━━ EXERCISE MATERIALS ━━

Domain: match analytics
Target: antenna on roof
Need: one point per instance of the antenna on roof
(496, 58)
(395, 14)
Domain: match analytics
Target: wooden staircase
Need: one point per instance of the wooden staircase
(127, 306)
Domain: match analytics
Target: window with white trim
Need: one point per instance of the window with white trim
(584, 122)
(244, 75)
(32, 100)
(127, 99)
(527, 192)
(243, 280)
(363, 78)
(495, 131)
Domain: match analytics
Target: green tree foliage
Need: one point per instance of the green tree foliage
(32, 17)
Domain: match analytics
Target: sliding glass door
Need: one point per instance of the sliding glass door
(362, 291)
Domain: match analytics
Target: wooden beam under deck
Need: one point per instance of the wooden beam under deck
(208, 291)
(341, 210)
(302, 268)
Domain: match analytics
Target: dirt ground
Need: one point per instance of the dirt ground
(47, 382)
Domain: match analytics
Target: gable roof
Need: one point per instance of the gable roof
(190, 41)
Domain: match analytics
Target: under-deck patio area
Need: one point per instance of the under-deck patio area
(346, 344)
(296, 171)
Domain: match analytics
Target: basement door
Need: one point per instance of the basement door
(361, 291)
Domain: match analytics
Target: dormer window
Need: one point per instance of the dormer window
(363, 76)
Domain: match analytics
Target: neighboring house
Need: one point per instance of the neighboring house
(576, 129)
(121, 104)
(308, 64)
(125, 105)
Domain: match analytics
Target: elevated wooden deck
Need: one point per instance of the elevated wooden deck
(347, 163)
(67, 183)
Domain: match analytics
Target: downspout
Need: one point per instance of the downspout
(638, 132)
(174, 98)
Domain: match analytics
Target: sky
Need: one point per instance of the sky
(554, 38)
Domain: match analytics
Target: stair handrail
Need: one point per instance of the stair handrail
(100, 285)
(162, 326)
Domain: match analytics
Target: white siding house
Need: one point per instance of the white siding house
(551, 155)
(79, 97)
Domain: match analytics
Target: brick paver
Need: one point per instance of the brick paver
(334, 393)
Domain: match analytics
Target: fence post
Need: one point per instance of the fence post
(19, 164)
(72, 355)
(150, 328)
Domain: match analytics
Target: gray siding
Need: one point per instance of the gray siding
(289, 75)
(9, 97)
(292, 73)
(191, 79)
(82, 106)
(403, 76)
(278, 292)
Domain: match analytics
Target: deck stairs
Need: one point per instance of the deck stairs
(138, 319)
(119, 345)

━━━

| STATED EXERCISE |
Return every line of the material above that contains the string "white". Case counts.

| SOLUTION |
Target: window with white trim
Need: one point per instance of the window with white trim
Target: white siding house
Need: one point per instance of the white siding house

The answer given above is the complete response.